WRITTEN INSTRUCTION » Render every line of the records below as a Markdown table with the columns Row and Line, numbering each row and skipping blank lines.

......

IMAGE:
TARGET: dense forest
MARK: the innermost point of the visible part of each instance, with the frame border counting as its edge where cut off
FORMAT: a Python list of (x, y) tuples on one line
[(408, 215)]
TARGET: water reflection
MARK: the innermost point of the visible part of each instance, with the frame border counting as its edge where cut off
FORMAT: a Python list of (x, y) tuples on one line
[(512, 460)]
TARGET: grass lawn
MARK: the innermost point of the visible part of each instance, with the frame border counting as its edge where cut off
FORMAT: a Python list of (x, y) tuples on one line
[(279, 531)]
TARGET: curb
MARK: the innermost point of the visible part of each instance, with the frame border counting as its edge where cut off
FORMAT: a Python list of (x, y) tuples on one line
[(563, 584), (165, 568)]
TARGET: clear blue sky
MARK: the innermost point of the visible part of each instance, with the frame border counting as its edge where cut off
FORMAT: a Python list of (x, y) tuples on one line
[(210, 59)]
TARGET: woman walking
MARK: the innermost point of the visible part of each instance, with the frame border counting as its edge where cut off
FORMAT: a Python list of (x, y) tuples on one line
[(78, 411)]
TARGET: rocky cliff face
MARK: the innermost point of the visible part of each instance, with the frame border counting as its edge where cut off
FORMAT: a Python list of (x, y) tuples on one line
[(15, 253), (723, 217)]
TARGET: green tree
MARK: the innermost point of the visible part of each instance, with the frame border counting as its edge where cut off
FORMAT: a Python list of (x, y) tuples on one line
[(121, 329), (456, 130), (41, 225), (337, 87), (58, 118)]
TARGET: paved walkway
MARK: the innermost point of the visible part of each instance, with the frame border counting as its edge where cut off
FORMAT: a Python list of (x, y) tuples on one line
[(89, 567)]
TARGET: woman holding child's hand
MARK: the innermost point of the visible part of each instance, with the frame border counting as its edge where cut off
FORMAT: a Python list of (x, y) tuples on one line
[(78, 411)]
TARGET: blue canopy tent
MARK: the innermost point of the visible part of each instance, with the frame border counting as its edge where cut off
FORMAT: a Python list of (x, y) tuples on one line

......

SOLUTION BELOW »
| Row | Line |
|---|---|
| 1 | IMAGE: |
| 2 | TARGET: dense forest |
| 3 | MARK: the innermost point of the visible part of each instance, with the frame border counting as its edge where cut off |
| 4 | FORMAT: a Python list of (x, y) tuples on one line |
| 5 | [(408, 215)] |
| 6 | TARGET: water reflection |
| 7 | MARK: the innermost point of the visible part of each instance, with the frame border counting as its edge where cut off |
| 8 | FORMAT: a Python list of (x, y) tuples on one line |
| 9 | [(512, 460)] |
| 10 | TARGET: grass lawn |
| 11 | MARK: the innermost point of the visible part of each instance, with the frame border counting as its edge where cut off |
| 12 | FORMAT: a Python list of (x, y) tuples on one line |
| 13 | [(279, 531)] |
| 14 | TARGET: curb |
| 15 | MARK: the innermost point of the visible part of each instance, with the frame border counting as its edge where cut off |
| 16 | FORMAT: a Python list of (x, y) tuples on one line |
| 17 | [(563, 584), (165, 568)] |
| 18 | TARGET: clear blue sky |
| 19 | MARK: the innermost point of the visible part of each instance, with the frame border counting as its edge where cut off |
| 20 | FORMAT: a Python list of (x, y) tuples on one line |
| 21 | [(210, 59)] |
| 22 | TARGET: woman walking |
| 23 | MARK: the innermost point of the visible part of each instance, with the frame border counting as its edge where cut off |
| 24 | FORMAT: a Python list of (x, y) tuples on one line |
| 25 | [(78, 411)] |
| 26 | TARGET: rocky cliff face |
| 27 | MARK: the innermost point of the visible part of each instance, with the frame border counting as its edge where cut off |
| 28 | FORMAT: a Python list of (x, y) tuples on one line |
| 29 | [(15, 253), (723, 217)] |
| 30 | TARGET: green tree |
| 31 | MARK: the innermost point of the visible part of each instance, with the frame border counting as its edge where cut off |
| 32 | FORMAT: a Python list of (x, y) tuples on one line |
| 33 | [(121, 329), (456, 130), (41, 225), (337, 87), (58, 118)] |
| 34 | TARGET: paved walkway |
| 35 | MARK: the innermost point of the visible part of each instance, with the frame border counting as its edge where cut off |
| 36 | FORMAT: a Python list of (x, y) tuples on one line |
| 37 | [(89, 567)] |
| 38 | TARGET: woman holding child's hand |
| 39 | MARK: the innermost point of the visible part of each instance, with the frame border counting as its edge where cut off |
| 40 | FORMAT: a Python list of (x, y) tuples on one line |
| 41 | [(78, 411)] |
| 42 | TARGET: blue canopy tent |
| 43 | MARK: the innermost point of the visible part of each instance, with the frame border counting as its edge where cut off |
| 44 | FORMAT: a Python list of (x, y) tuples on one line |